START Exercise data

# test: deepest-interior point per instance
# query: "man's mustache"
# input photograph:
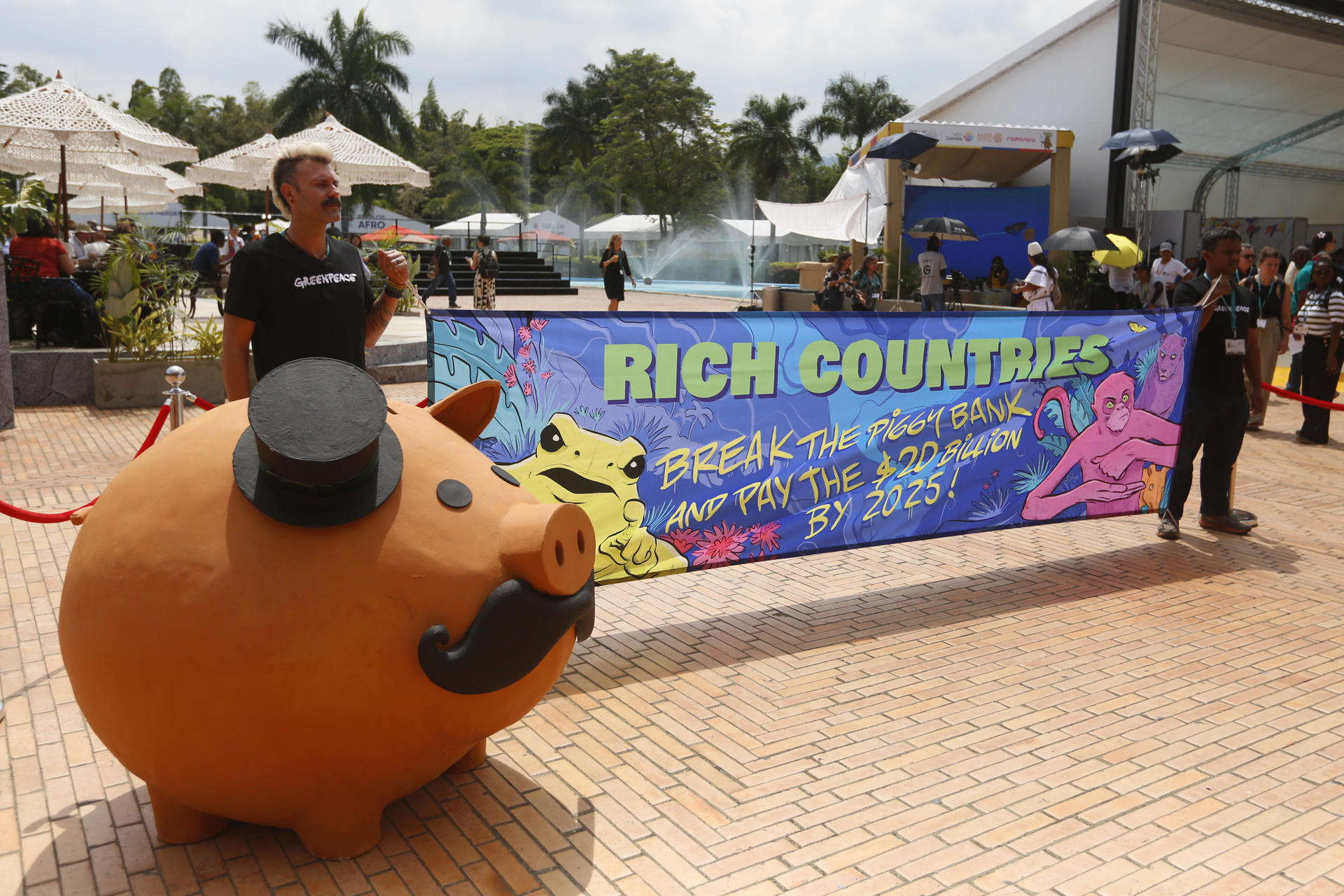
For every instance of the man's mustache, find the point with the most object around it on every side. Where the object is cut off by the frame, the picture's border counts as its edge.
(512, 633)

END Exercise data

## Challenge
Output every line above verbatim, omitting the picture.

## Solution to the exercise
# test: deepest-interior point per instance
# query: "man's mustache"
# input photograph:
For every instance of the man's mustache, find the point with the most object around it on every side. Where the object is cut off by the frame, the picture's border counts as its edge.
(512, 633)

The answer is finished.